───── Input records ─────

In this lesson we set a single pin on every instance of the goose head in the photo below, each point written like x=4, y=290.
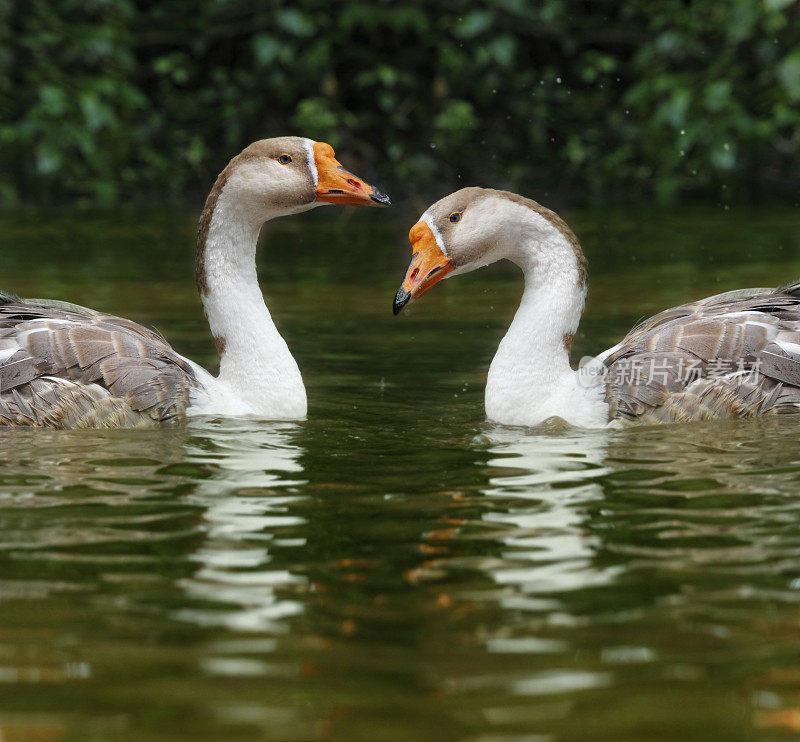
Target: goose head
x=286, y=175
x=473, y=228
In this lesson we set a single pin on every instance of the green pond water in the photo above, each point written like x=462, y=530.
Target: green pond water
x=395, y=568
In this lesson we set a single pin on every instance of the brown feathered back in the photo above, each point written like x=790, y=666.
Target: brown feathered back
x=65, y=366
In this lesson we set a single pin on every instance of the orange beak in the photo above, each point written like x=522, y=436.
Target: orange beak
x=337, y=186
x=428, y=266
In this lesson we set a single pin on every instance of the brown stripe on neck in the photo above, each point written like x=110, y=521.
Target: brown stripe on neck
x=202, y=232
x=561, y=226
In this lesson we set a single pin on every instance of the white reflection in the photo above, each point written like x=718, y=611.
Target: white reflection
x=254, y=467
x=549, y=548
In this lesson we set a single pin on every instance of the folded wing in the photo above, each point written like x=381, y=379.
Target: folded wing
x=66, y=366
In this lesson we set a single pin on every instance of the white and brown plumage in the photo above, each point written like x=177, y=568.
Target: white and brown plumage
x=732, y=355
x=66, y=366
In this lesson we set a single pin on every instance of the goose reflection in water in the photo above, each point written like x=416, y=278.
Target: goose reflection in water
x=253, y=475
x=545, y=482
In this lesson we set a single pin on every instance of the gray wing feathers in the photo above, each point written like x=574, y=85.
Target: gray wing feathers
x=65, y=366
x=731, y=355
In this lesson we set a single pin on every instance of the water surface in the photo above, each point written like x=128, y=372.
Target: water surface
x=395, y=567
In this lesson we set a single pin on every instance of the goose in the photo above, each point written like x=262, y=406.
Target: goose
x=65, y=366
x=736, y=354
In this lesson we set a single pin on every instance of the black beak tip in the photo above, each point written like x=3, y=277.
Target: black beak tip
x=380, y=198
x=400, y=300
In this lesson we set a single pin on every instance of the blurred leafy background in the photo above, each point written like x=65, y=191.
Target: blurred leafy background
x=109, y=102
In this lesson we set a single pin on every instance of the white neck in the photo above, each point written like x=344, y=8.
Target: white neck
x=530, y=378
x=258, y=374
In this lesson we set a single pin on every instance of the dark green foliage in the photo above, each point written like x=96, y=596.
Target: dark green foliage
x=107, y=101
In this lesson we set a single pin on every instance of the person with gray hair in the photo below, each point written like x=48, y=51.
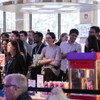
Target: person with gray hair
x=57, y=94
x=15, y=87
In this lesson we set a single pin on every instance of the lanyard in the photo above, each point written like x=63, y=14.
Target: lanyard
x=9, y=63
x=38, y=49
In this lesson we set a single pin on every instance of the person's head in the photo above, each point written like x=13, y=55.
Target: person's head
x=38, y=36
x=23, y=36
x=92, y=44
x=14, y=35
x=15, y=85
x=73, y=34
x=94, y=30
x=13, y=47
x=21, y=45
x=4, y=36
x=64, y=37
x=30, y=35
x=57, y=94
x=48, y=30
x=4, y=44
x=50, y=38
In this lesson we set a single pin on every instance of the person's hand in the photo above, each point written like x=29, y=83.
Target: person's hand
x=74, y=51
x=52, y=59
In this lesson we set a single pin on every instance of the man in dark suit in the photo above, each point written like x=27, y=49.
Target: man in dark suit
x=15, y=87
x=94, y=30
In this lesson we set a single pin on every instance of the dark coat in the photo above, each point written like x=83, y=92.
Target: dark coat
x=18, y=65
x=24, y=96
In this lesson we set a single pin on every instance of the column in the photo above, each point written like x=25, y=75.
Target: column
x=4, y=21
x=59, y=25
x=30, y=21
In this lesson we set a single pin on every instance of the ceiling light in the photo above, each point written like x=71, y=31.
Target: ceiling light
x=29, y=8
x=52, y=6
x=46, y=11
x=67, y=8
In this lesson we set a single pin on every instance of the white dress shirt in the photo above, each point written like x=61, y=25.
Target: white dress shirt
x=66, y=47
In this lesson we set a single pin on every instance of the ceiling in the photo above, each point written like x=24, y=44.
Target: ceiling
x=49, y=6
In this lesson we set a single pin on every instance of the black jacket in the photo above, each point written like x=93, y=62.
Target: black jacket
x=24, y=96
x=18, y=65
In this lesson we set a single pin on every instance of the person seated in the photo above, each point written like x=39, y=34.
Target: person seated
x=57, y=94
x=15, y=87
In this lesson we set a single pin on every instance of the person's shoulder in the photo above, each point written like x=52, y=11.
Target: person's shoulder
x=77, y=44
x=63, y=43
x=24, y=96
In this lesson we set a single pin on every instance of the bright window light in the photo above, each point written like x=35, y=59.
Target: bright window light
x=27, y=8
x=47, y=11
x=52, y=6
x=67, y=8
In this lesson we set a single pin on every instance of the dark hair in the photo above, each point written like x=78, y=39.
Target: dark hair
x=16, y=33
x=60, y=40
x=74, y=31
x=31, y=32
x=96, y=28
x=15, y=44
x=39, y=34
x=48, y=30
x=24, y=32
x=93, y=43
x=21, y=45
x=6, y=35
x=5, y=40
x=52, y=35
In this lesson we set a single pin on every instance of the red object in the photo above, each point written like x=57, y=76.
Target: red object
x=82, y=64
x=83, y=97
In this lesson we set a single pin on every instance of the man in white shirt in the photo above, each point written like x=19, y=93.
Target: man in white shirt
x=69, y=47
x=23, y=37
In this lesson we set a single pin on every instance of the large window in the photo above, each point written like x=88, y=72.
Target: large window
x=43, y=22
x=68, y=21
x=10, y=21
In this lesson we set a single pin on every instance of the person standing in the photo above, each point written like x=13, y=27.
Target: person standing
x=69, y=46
x=15, y=61
x=50, y=59
x=23, y=37
x=38, y=36
x=94, y=30
x=31, y=39
x=15, y=87
x=14, y=35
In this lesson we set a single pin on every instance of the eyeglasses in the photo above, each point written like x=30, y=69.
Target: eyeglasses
x=8, y=85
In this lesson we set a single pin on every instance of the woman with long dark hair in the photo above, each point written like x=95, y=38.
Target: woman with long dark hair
x=92, y=44
x=4, y=46
x=51, y=63
x=63, y=37
x=15, y=61
x=27, y=57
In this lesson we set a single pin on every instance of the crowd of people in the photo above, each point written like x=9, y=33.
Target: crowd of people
x=25, y=52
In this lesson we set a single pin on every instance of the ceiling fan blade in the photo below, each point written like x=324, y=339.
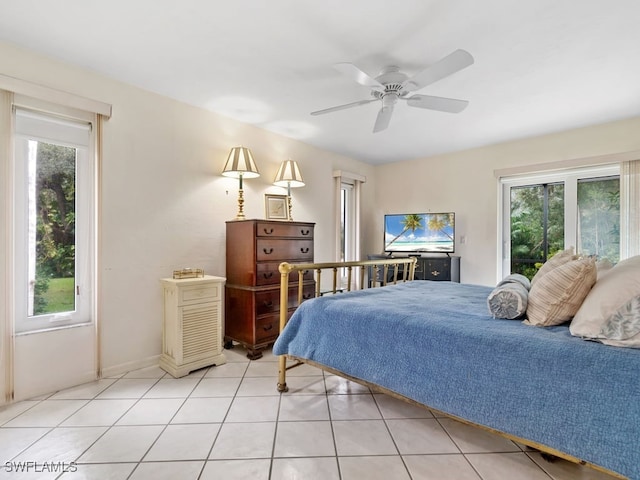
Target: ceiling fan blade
x=449, y=65
x=383, y=119
x=342, y=107
x=354, y=73
x=442, y=104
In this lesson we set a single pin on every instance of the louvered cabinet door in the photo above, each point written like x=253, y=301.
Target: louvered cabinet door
x=192, y=326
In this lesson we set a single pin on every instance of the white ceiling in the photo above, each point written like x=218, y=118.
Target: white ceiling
x=540, y=66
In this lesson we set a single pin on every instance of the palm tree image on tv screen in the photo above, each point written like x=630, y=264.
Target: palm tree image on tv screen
x=419, y=232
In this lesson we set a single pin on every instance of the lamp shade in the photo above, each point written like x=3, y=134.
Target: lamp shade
x=240, y=164
x=289, y=175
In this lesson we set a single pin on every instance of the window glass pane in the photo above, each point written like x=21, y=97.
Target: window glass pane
x=52, y=225
x=599, y=218
x=537, y=225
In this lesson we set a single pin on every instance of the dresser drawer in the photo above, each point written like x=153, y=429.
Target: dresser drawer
x=281, y=229
x=271, y=249
x=267, y=273
x=268, y=301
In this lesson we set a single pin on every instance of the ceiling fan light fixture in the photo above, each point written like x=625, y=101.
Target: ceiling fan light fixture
x=389, y=100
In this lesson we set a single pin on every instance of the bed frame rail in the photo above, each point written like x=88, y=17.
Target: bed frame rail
x=371, y=273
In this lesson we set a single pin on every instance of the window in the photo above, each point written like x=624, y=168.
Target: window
x=545, y=213
x=347, y=216
x=54, y=196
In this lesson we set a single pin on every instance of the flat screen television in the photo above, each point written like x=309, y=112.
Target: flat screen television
x=419, y=233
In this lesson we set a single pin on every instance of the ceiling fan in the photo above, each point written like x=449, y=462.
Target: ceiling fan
x=392, y=85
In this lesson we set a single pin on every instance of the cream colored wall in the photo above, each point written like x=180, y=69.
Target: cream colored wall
x=164, y=203
x=465, y=182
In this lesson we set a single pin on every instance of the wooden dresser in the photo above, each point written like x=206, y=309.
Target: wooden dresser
x=255, y=248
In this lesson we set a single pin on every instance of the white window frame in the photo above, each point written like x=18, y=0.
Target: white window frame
x=57, y=127
x=570, y=179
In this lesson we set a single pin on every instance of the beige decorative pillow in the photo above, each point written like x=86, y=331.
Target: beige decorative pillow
x=558, y=259
x=611, y=311
x=556, y=297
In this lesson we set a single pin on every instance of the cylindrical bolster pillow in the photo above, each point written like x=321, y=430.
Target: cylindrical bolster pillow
x=508, y=300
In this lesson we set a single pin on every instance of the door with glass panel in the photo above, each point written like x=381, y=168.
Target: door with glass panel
x=55, y=334
x=548, y=213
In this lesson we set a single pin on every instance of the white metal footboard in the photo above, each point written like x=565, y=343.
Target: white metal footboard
x=370, y=273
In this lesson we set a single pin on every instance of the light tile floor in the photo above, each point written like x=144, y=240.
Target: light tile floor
x=230, y=422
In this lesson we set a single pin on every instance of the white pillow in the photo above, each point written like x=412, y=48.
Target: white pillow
x=611, y=311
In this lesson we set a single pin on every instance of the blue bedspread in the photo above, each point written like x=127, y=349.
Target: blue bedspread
x=436, y=343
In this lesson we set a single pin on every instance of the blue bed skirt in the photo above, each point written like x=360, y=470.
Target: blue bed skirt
x=435, y=343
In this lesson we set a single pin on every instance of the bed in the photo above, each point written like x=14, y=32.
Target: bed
x=435, y=344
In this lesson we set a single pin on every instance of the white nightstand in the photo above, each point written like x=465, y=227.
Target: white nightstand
x=192, y=328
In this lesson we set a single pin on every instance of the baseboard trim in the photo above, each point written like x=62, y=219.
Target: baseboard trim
x=122, y=368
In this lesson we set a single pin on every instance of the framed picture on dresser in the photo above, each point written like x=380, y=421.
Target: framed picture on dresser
x=276, y=207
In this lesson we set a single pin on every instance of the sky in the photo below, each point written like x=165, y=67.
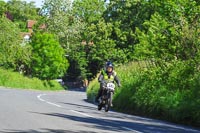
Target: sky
x=38, y=3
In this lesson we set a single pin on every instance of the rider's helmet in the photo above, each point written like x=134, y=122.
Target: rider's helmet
x=109, y=64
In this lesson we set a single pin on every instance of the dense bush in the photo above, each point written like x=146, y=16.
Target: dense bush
x=170, y=94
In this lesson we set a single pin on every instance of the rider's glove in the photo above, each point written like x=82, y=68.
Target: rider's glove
x=119, y=85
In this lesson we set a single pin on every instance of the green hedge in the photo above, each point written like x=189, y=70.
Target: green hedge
x=171, y=93
x=12, y=79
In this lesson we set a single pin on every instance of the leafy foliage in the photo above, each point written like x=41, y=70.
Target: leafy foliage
x=12, y=54
x=21, y=11
x=48, y=59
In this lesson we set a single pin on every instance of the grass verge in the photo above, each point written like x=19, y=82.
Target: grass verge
x=12, y=79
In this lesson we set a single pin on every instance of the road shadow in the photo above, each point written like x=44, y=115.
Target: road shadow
x=45, y=131
x=122, y=125
x=79, y=106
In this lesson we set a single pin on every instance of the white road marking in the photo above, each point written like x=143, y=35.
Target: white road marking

─────

▸ Task details
What belongs in the answer is each line above from the line with "Target: blue bedspread" to the line with "like x=143, y=35.", inclusive, reproduced exactly and free of pictures.

▸ Answer to the exercise
Target: blue bedspread
x=436, y=343
In this lesson we set a single pin on every instance of the blue bed skirt in the photo above, each point written like x=360, y=470.
Target: blue bed skirt
x=435, y=343
In this lesson we set a single pin on every instance of the bed in the photo above, each point written like x=14, y=32.
Target: bed
x=435, y=344
In this lesson we set a single pin on every instance of the white nightstand in the photo above, each point written like x=465, y=227.
Target: white nightstand
x=192, y=328
In this lesson we set a single pin on every instance of the baseboard trim in the photo above, each point written like x=62, y=219.
Target: baseboard trim
x=122, y=368
In this lesson we set a single pin on every instance of the framed picture on dresser in the photo above, each point written like x=380, y=421.
Target: framed picture on dresser
x=276, y=207
In this lesson we set a single pin on every instance of the sky in the photo below, each point written like x=165, y=67.
Target: sky
x=38, y=3
In this lesson we set a single pin on every instance of the rider's helmet in the photo above, each point written like x=134, y=122.
Target: rider's helmet
x=109, y=64
In this lesson we set a single pin on every instance of the dense bush in the photo above, each point written like x=146, y=16.
Target: dense bush
x=170, y=94
In this lesson we set a single pin on every instance of the rider's glove in the photo above, each point written like x=82, y=68.
Target: rider's glove
x=119, y=85
In this lesson we set a single pin on every instance of the green hedge in the photo above, each point written like x=189, y=70.
Target: green hedge
x=171, y=93
x=12, y=79
In this lesson we set a single pin on every instance of the leafy foliage in the photo above, each point written like x=41, y=70.
Target: leafy foliage
x=12, y=54
x=21, y=11
x=48, y=59
In this lesson we set a single pin on every instance of the grass verge in the photo above, each point written like x=19, y=82.
Target: grass verge
x=12, y=79
In this lesson we set a single pin on every instance of the road shadow in the photo above, each point written like x=44, y=115.
Target: road shadow
x=45, y=131
x=122, y=125
x=79, y=106
In this lesson we set a single pin on every instance of the white road marking in the photo above, each point written like x=143, y=35.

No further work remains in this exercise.